_SOURCE TEXT:_
- - - - - - -

The first edition cover of“The Bridge of San Luis Rey”

The first edition cover of“The Bridge of San Luis Rey”

Reading about the dead and the wounded in the terrorist attack on London’s Westminster Bridge – from 10 nations and all walks of life – put me in mind once more of Thornton Wilder’s beloved novel “The Bridge of San Luis Rey.”

It tells the story of five people in 18th-century Peru who die while crossing a footbridge that collapses. A witness who was about to cross, a Franciscan monk named Brother Juniper, is assigned to investigate the tragedy.

Why these five?, he wonders. They are interrelated in the novel but that doesn’t seem to be reason enough to answer the question that Wilder posed for himself and that we, too, might ask, particularly after an event such as this: “Is there a direction and meaning in lives beyond the individual’s own will?

“As I said earlier,” Wilder wrote, “we can only pose the question correctly and clearly, and have faith one will ask the question in the right way."

- - - - - - -

(Rows taken from a pointing dataset)
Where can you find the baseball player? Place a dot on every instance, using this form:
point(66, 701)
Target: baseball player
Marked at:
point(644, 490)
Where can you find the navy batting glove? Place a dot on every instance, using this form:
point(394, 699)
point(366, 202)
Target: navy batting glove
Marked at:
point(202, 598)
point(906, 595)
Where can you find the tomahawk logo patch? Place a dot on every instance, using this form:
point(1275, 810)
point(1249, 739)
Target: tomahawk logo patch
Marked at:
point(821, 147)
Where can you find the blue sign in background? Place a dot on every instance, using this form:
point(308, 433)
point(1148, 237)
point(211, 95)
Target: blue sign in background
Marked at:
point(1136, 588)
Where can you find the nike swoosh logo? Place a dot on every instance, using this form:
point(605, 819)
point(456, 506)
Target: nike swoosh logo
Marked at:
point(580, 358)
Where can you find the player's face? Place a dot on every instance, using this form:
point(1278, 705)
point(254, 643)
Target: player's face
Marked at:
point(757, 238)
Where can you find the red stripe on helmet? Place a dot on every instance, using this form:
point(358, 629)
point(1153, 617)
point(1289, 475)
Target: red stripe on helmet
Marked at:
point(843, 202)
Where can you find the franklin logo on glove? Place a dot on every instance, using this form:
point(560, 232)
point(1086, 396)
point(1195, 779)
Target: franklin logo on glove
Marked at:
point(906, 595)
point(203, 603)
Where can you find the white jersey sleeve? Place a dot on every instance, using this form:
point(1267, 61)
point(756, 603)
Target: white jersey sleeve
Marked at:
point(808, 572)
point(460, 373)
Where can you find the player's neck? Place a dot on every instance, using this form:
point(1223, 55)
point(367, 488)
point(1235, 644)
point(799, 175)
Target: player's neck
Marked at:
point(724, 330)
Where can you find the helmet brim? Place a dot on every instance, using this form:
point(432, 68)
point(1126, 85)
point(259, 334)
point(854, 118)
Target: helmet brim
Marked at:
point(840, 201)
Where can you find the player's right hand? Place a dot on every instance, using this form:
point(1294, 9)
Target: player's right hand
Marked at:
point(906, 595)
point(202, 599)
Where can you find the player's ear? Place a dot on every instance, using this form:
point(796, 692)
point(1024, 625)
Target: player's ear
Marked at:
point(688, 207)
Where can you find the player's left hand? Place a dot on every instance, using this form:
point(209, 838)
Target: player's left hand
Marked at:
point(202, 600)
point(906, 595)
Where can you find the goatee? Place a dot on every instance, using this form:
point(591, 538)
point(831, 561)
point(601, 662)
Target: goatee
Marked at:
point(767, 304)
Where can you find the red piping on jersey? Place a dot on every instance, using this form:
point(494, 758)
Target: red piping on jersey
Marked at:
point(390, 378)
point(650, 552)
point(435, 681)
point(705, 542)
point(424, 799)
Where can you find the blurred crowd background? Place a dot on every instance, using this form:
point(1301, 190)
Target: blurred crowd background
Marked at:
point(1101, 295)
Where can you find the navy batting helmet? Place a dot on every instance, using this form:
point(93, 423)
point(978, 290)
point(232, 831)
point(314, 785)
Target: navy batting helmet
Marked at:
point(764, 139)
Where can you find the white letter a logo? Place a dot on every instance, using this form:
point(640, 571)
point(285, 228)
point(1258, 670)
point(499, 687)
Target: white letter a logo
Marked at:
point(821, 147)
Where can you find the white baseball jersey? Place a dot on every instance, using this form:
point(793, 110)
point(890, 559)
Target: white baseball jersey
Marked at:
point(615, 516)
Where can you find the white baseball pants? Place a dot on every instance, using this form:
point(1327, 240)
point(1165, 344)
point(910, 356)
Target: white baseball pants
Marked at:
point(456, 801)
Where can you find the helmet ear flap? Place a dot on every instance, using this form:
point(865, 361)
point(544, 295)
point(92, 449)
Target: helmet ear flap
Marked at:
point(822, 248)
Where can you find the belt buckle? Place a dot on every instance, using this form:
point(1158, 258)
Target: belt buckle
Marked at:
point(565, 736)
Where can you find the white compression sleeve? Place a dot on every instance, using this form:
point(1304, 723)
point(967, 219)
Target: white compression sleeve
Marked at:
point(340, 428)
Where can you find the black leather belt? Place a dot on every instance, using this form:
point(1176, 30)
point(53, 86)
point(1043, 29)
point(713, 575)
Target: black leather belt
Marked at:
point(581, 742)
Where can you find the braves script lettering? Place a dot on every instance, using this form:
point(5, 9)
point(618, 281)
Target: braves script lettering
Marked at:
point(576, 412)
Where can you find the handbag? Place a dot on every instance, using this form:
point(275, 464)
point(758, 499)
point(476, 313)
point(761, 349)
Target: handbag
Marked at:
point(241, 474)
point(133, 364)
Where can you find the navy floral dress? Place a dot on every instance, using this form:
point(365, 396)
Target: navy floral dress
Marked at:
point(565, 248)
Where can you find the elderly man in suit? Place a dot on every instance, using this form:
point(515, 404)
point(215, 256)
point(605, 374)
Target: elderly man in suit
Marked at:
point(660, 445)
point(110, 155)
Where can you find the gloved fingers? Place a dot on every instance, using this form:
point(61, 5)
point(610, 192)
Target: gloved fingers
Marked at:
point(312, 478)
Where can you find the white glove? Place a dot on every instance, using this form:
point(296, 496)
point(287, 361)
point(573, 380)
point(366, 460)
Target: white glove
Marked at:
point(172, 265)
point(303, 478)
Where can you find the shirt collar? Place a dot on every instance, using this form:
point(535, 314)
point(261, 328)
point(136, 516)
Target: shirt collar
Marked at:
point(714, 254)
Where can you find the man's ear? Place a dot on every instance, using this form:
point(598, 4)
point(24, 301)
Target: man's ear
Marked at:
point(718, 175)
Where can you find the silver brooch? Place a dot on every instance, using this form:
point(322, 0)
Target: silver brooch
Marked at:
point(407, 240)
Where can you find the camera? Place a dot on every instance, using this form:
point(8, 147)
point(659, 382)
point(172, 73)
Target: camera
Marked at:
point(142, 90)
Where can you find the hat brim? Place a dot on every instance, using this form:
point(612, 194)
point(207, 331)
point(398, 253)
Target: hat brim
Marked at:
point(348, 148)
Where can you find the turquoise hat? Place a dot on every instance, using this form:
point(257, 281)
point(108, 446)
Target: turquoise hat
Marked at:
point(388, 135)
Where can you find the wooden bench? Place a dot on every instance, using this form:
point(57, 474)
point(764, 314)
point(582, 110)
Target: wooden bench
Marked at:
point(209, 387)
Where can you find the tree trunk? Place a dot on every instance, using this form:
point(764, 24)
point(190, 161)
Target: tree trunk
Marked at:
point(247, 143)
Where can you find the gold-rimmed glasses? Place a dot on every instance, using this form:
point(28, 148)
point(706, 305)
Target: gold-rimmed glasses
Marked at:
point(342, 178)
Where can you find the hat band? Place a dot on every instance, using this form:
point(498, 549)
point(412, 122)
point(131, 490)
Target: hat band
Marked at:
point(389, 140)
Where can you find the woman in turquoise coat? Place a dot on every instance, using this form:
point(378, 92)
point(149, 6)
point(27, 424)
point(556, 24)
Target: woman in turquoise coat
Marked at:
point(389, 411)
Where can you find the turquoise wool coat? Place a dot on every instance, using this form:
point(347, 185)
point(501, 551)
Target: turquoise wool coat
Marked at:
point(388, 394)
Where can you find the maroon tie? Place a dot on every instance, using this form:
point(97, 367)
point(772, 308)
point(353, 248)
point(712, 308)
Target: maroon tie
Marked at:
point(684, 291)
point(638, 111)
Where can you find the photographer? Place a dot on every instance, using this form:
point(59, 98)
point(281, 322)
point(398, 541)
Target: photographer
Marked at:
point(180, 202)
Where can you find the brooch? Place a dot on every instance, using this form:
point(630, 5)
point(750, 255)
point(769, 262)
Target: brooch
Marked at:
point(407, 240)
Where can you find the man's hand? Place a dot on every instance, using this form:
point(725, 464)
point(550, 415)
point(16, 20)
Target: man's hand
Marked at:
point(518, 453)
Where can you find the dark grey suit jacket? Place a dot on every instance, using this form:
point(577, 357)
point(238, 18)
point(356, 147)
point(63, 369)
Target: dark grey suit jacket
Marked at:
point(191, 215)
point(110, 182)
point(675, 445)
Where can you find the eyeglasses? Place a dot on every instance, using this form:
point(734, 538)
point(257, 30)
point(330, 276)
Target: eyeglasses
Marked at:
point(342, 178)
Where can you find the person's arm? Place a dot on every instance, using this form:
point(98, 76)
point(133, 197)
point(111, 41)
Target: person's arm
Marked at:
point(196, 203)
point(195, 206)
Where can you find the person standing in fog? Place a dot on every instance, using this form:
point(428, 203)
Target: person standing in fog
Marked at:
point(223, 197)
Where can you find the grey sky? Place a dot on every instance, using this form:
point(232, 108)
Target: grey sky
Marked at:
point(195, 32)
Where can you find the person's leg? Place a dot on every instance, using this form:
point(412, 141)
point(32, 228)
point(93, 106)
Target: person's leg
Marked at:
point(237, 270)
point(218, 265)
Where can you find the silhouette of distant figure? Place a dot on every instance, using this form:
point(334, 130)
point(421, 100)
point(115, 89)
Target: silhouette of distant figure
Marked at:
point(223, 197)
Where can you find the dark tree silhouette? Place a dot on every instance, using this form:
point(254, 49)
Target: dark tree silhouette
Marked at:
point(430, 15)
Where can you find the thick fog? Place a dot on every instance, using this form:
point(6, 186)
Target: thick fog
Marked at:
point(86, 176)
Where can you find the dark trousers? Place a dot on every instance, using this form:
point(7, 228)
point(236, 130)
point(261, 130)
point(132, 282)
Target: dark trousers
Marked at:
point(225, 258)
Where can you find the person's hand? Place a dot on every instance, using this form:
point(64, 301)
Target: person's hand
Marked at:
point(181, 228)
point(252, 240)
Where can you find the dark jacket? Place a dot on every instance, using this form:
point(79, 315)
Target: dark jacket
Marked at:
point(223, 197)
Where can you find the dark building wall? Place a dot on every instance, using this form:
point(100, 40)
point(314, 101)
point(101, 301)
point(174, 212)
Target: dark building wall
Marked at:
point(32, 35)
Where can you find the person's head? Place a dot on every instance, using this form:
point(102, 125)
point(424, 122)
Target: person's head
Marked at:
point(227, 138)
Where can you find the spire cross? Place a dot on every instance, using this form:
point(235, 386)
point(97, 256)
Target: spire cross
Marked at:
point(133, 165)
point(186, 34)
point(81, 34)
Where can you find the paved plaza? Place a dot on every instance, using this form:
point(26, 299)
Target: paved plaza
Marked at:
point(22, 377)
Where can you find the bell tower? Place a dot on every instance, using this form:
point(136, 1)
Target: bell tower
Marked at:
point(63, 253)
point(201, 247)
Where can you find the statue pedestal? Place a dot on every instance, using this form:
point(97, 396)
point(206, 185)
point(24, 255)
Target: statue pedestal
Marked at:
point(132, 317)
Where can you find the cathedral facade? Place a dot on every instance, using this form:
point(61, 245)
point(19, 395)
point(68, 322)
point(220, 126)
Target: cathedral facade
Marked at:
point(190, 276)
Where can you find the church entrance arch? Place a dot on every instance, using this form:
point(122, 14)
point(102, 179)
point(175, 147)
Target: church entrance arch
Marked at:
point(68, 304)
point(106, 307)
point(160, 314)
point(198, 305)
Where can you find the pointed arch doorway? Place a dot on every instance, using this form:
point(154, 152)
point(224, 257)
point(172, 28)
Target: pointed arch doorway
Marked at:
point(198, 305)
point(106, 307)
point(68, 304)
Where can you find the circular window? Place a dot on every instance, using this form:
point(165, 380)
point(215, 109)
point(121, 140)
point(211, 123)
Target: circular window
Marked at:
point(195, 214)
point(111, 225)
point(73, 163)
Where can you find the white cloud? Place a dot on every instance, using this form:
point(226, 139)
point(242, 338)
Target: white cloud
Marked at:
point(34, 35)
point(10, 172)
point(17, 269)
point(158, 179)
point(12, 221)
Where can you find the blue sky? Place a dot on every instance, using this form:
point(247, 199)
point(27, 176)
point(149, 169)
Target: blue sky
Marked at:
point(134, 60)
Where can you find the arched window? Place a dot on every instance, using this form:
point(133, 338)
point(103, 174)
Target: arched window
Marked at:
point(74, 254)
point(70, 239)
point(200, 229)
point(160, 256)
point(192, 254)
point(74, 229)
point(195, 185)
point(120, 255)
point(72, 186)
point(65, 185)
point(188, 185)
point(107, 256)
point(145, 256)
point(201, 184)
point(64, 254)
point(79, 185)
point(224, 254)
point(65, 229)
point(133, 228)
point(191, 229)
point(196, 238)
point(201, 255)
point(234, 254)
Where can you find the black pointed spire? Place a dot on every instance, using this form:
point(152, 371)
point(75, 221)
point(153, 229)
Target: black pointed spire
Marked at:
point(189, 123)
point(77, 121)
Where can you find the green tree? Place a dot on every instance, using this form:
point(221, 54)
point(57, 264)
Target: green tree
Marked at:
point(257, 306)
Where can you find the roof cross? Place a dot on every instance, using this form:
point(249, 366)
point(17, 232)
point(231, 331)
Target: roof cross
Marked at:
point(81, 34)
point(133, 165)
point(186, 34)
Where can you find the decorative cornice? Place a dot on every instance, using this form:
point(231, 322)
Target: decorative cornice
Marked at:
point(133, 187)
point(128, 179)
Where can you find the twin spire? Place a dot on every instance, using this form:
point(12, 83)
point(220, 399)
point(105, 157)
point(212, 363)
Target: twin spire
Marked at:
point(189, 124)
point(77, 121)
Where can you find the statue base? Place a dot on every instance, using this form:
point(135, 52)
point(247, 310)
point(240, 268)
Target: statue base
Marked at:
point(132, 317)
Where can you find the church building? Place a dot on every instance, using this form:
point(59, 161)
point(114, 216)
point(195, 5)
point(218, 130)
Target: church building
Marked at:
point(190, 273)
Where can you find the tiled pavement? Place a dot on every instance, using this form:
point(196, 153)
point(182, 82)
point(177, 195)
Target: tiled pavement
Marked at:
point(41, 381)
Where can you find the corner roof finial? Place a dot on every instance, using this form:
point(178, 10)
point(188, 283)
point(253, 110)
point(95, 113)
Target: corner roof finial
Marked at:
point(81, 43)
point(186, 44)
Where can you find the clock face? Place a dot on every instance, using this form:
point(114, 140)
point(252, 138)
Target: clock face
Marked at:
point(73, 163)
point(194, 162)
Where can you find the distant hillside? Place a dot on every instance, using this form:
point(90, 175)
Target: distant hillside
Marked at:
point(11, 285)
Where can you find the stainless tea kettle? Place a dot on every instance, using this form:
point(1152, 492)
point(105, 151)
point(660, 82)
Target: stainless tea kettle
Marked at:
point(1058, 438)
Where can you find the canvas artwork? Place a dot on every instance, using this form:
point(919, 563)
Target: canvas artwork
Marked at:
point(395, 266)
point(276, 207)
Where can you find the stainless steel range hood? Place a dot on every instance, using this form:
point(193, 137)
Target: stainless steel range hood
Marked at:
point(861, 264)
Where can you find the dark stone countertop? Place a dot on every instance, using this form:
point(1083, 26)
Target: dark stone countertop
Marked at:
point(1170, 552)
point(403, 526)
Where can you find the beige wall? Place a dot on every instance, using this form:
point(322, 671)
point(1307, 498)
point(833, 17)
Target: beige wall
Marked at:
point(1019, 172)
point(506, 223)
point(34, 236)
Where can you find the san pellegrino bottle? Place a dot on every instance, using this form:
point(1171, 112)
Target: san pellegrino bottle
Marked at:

- - - - - - -

_SHORT TASK:_ Retype the part of the passage on The Bridge of San Luis Rey that opens with the words containing "Reading about the" and closes with "individual’s own will?", matching it word for word. The records have no connection to the passage on The Bridge of San Luis Rey.

_ANSWER BELOW:_
Reading about the dead and the wounded in the terrorist attack on London’s Westminster Bridge – from 10 nations and all walks of life – put me in mind once more of Thornton Wilder’s beloved novel “The Bridge of San Luis Rey.”

It tells the story of five people in 18th-century Peru who die while crossing a footbridge that collapses. A witness who was about to cross, a Franciscan monk named Brother Juniper, is assigned to investigate the tragedy.

Why these five?, he wonders. They are interrelated in the novel but that doesn’t seem to be reason enough to answer the question that Wilder posed for himself and that we, too, might ask, particularly after an event such as this: “Is there a direction and meaning in lives beyond the individual’s own will?